▶ TEXT SEGMENT
Too Boring for Words

minor beef[s] is a new feature where you can express your literary gripes, complaints and pet hates …

Is there a writer you despise who is getting too much praise? a lauded critic whose opinions suck? a trend which makes your skin crawl? Let us know …

Submissions HERE.


I’m something of a snob. I cringe (internally!) when colleagues say they love literature and it turns out what they read is mainly romantasy, for example. But I don’t go all the way with it: I don’t care if a writer has an MFA; I don’t think it makes their work worse, and I don’t know how anyone else would presume to measure this. I happen to think the latest Oprah’s book club pick is a great read. And so on.

Bona fides established, here’s the beef: I’ve become bored out of my mind lately reading books where the author writes around something, avoiding writing about the thing itself entirely. I was reading a novel recently where you find out one of the characters gets electrocuted—that’s interesting! Or it would be, except that the author doesn’t bother to write the scene. You read earlier in the book that a character gets electrocuted; your interest is piqued; then the act itself is this and this only: another character “heard a buzzing sound, and then the sound of what could only be a body falling from a chair, landing on the floor.” That’s it. Chapter break. Cut to a completely different storyline. I see this feint happening everywhere in literature: something big and dramatic is mentioned, and I can see there’s a page break, and my heart sinks, because I know the next chapter will open like: In 1986 I was born in a hospital to a mother and a father …

I am aware of the concept of subtleties. I don’t need the event spelled out for me because I’m not sure what happened. I would like it written out because the elision is, to me, obviously a way of not writing: a way of writing around something. Whole scenes are elided in novels because a writer can’t be bothered to write them. I am done giving the benefit of the doubt. I don’t believe anymore that this phenomenon is one of subtlety, of delicacy, of hinting instead of telling. It’s laziness. If you can’t or won’t write the event, if you just throw in a mention of it in the hopes it will keep someone reading to learn more later on, what is that but cheap?

▶ PROBLEMS AND TASKS
a – In the essay on elided scenes, rewrite the passage from "Submissions HERE." to "read. And so on.", substituting "cozy mysteries" for "romantasy".
b – Carry the essay on elided scenes forward from its final sentence.

▶ DATASET
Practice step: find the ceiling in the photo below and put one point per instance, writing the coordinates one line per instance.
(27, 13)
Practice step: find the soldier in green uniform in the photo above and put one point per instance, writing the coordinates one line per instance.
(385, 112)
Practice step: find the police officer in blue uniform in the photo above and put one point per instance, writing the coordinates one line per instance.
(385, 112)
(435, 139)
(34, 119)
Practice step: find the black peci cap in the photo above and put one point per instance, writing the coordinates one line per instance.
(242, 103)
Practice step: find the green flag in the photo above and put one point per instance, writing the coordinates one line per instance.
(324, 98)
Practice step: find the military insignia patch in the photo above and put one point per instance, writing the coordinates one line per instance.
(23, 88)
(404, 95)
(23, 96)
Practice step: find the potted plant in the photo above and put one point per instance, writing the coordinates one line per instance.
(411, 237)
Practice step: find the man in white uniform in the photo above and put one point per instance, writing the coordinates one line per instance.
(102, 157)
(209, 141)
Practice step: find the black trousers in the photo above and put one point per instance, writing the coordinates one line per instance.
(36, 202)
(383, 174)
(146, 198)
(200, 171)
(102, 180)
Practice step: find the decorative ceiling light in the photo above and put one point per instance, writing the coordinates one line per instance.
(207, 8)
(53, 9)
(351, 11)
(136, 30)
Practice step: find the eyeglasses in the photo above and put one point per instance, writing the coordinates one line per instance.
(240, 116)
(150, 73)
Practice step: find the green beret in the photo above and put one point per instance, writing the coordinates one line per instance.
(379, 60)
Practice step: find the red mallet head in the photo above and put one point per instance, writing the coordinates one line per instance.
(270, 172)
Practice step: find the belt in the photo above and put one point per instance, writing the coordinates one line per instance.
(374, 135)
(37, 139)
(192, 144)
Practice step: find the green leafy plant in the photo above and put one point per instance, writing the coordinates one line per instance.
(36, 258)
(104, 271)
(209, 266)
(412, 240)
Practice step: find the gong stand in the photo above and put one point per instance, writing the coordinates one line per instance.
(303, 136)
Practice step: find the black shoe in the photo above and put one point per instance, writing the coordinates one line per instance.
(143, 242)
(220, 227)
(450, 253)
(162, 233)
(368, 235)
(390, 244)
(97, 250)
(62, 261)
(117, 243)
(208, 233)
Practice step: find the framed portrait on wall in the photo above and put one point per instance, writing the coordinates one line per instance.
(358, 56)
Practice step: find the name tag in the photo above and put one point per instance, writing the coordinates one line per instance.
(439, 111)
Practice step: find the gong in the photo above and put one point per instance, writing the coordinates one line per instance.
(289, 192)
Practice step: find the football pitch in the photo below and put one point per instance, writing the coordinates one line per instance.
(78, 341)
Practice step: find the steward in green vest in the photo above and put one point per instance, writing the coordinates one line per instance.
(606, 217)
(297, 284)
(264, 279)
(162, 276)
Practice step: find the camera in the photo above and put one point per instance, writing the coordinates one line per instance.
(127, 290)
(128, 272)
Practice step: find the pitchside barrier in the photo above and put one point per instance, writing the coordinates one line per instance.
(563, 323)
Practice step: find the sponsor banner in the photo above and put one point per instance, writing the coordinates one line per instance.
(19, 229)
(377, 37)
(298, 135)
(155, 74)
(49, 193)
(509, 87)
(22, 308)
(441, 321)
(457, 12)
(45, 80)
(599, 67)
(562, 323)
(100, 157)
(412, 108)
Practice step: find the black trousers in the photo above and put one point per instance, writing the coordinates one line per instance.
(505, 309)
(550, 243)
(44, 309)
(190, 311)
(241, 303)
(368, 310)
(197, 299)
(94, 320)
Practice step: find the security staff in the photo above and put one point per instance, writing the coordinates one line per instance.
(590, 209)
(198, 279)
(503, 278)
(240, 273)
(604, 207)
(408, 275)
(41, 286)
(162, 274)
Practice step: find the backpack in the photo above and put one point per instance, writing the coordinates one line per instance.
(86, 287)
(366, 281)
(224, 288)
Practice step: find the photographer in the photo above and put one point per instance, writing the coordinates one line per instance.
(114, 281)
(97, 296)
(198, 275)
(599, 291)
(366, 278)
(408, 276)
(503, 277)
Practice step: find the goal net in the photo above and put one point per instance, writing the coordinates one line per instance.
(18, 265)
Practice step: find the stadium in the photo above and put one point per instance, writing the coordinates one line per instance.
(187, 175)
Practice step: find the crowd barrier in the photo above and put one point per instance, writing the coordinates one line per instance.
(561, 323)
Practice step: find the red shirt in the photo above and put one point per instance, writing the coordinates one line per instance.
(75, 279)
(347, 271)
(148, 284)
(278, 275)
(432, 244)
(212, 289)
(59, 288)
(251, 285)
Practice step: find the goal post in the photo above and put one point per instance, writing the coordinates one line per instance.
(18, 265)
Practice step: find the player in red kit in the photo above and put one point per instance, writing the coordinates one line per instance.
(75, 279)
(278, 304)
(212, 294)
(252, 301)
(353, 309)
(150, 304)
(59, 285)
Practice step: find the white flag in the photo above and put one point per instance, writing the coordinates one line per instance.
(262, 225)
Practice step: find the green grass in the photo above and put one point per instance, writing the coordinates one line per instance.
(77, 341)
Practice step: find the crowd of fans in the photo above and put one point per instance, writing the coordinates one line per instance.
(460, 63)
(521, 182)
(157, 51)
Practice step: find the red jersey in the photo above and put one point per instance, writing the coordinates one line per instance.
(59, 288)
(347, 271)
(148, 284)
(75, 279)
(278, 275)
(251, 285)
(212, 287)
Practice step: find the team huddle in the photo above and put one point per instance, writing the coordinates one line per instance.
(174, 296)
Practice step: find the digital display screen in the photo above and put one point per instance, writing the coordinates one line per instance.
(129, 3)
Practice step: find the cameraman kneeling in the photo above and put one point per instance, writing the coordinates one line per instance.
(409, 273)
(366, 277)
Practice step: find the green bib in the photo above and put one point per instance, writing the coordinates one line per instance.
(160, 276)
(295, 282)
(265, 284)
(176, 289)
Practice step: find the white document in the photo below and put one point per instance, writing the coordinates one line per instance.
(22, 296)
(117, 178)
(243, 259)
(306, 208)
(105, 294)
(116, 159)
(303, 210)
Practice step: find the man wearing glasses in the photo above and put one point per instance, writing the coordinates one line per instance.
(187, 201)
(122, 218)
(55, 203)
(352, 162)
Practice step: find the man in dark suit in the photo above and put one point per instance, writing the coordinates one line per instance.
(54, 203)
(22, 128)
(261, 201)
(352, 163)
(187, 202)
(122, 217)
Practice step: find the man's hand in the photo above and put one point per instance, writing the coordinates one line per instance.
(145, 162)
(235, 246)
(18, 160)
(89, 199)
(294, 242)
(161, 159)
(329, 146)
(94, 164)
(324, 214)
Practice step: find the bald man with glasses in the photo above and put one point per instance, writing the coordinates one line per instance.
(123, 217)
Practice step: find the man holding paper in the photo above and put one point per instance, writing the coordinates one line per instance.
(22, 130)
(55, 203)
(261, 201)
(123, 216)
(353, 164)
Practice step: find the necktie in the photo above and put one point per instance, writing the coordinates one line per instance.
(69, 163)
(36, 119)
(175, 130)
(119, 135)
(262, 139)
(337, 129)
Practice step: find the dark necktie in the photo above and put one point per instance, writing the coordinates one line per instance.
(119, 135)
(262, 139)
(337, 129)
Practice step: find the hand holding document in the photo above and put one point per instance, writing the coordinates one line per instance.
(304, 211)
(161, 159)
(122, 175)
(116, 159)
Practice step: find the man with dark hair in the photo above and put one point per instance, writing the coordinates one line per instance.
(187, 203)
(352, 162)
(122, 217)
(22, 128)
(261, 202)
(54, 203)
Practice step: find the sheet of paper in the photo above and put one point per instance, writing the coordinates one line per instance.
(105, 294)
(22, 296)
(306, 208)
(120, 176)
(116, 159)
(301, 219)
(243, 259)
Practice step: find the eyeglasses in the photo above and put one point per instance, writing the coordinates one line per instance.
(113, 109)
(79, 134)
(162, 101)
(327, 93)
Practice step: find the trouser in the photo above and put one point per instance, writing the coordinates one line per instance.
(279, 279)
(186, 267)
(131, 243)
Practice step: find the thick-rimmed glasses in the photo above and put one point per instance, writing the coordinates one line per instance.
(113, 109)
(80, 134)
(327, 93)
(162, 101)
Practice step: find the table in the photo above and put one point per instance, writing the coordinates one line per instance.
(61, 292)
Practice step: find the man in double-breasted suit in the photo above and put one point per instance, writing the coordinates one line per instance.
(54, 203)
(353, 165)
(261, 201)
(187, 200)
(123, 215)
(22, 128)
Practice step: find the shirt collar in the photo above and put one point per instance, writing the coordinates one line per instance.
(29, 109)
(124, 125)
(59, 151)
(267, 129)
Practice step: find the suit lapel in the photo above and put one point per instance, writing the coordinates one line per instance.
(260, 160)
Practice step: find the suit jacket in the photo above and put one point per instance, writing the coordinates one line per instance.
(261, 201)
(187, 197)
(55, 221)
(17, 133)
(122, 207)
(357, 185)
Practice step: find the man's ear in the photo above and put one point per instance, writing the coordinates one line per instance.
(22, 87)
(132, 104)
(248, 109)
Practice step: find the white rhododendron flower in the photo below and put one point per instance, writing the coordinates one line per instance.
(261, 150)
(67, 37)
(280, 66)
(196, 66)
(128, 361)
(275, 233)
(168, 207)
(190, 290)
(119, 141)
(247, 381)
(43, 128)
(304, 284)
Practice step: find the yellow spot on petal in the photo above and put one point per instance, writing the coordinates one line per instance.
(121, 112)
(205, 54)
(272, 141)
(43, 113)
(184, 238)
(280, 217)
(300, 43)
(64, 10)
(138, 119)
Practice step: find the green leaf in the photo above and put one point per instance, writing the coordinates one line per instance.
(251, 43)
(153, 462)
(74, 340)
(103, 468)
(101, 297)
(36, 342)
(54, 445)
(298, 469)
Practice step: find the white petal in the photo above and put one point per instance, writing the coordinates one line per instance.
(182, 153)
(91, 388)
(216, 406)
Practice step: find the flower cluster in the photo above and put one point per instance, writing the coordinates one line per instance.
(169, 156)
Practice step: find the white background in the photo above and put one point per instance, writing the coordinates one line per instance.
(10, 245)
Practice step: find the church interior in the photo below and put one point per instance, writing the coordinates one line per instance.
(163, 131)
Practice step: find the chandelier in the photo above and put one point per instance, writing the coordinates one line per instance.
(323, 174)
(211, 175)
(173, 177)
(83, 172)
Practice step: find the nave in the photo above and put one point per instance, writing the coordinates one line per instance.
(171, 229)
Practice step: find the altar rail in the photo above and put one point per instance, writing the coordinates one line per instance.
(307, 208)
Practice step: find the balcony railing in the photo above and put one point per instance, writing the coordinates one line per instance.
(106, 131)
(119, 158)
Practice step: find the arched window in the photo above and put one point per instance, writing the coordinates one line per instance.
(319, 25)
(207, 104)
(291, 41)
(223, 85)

▶ RESPONSES PER TASK
a –
Submissions HERE.


I’m something of a snob. I cringe (internally!) when colleagues say they love literature and it turns out what they read is mainly cozy mysteries, for example. But I don’t go all the way with it: I don’t care if a writer has an MFA; I don’t think it makes their work worse, and I don’t know how anyone else would presume to measure this. I happen to think the latest Oprah’s book club pick is a great read. And so on.

b –
It’s related to the phenomenon, beloved by nonfiction writers, of starting in media res, getting you all turned on, and then going back to the beginning to start a boring lecture. The boat is sinking, the two survivors’ fate unclear. Let’s now have a chapter break where I’ll start by telling you the year one of them was born, and hope you’re distracted from your boredom by the anticipation of returning to the action. It’s a rote formula; it shows a dire lack of creativity. And for us only-kind-of-snobs—and, god bless them, even the non-snobs—it can lead to an obvious problem: the eyes glazing over as we slog through the character’s biography, skimming over whole chapters, waiting for the story to pick up again. It would be easy for a writer to blame a reader for not being attentive enough. I would argue it’s the writer’s fault for being, literally, too boring for words.

Get the MFA, or don’t: it’s no concern of mine. Tweet about the state of indie literature all day long. But when it comes time to write the book, actually write it, will you?